What this task involves
Copy all the lines below without altering anything.

Entries provided
________

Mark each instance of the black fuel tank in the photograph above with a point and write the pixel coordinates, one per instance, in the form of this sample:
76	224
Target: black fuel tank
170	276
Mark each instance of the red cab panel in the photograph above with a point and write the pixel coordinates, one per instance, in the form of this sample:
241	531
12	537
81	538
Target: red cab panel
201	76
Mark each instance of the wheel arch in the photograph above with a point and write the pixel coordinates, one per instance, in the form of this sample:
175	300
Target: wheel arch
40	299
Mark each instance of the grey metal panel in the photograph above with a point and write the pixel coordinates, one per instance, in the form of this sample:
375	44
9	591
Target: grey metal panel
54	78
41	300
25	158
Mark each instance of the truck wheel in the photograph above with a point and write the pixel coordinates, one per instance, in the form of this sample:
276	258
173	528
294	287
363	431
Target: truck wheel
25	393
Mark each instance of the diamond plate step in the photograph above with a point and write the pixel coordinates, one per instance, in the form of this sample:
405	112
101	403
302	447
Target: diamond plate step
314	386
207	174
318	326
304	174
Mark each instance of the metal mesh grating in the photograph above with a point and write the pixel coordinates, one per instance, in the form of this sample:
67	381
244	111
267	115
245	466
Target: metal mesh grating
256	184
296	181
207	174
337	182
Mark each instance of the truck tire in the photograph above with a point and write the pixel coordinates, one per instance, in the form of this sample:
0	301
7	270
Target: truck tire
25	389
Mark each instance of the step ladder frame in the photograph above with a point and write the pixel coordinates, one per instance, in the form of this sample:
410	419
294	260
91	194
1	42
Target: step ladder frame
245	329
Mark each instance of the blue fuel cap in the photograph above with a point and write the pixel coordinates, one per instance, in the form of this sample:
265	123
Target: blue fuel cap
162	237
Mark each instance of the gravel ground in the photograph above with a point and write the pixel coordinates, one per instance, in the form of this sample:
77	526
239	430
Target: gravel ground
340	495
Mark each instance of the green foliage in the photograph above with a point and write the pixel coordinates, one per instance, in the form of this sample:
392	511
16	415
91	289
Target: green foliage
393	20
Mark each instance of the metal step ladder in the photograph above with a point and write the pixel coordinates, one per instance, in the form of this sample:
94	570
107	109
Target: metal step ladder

________

Solution to the problem
Mark each instance of the black fuel tank in the photograph above with a point and write the pixel coordinates, one per instance, in the form of this sample:
76	224
Target: black fuel tank
170	276
Mark each instance of the red cab panel in the photograph above with a point and write the pixel coordinates, one per instance, in the form of this sample:
241	531
12	537
81	538
Target: red cab panel
201	76
Mark each instance of the wheel arch in the photograph above with a point and write the pixel coordinates, one per instance, in the form of this sample:
175	300
Target: wheel arch
40	299
Mark each instance of the grey metal panel in the photograph above with a point and write the pixel coordinates, one per instance, in the form of this sample:
375	44
9	591
Target: grey metal panel
54	78
41	300
25	158
Mark each instance of the truck wheel in the photograph above with a point and write the pixel coordinates, one per instance, in the form of this sample:
276	258
173	528
294	287
363	431
Target: truck wheel
25	393
Mark each instance of the diamond plate step in the photograph above with a point and write the pixel coordinates, one per instance, in the form of this sample:
405	112
101	403
302	447
Target: diamond plate step
314	386
207	174
318	326
304	174
Mark each instance of the metal mesh grating in the photograph above with a point and write the pixel coordinates, one per instance, in the form of this sample:
67	381
244	111
267	115
245	466
Target: metal mesh grating
256	184
296	181
207	174
337	182
Mark each instance of the truck tire in the photograph above with a point and write the pixel coordinates, one per instance, in the form of this sample:
0	301
7	270
Target: truck tire
25	389
Mark each instance of the step ladder frame in the photograph above with a point and write the pixel coordinates, one per instance, in the form of this sample:
410	419
294	260
91	194
1	42
Target: step ladder frame
245	329
Mark each instance of the blue fuel cap in the photograph above with a point and write the pixel coordinates, one per instance, in the form of this sample:
265	123
Target: blue fuel cap
162	237
Mark each instance of the gravel ground in the photograph above with a point and write the pixel coordinates, one per instance, in the form of this sample:
77	526
239	430
Target: gravel ground
340	495
Mark each instance of the green foliage in the photograph above with a point and write the pixel coordinates, one per instance, in the form of this sample:
392	511
16	415
91	289
Target: green foliage
393	20
Mark each instance of the metal step ladder in the photograph above with a point and write the pixel coordinates, one per instance, in the form of this sample:
94	570
107	109
Target: metal step ladder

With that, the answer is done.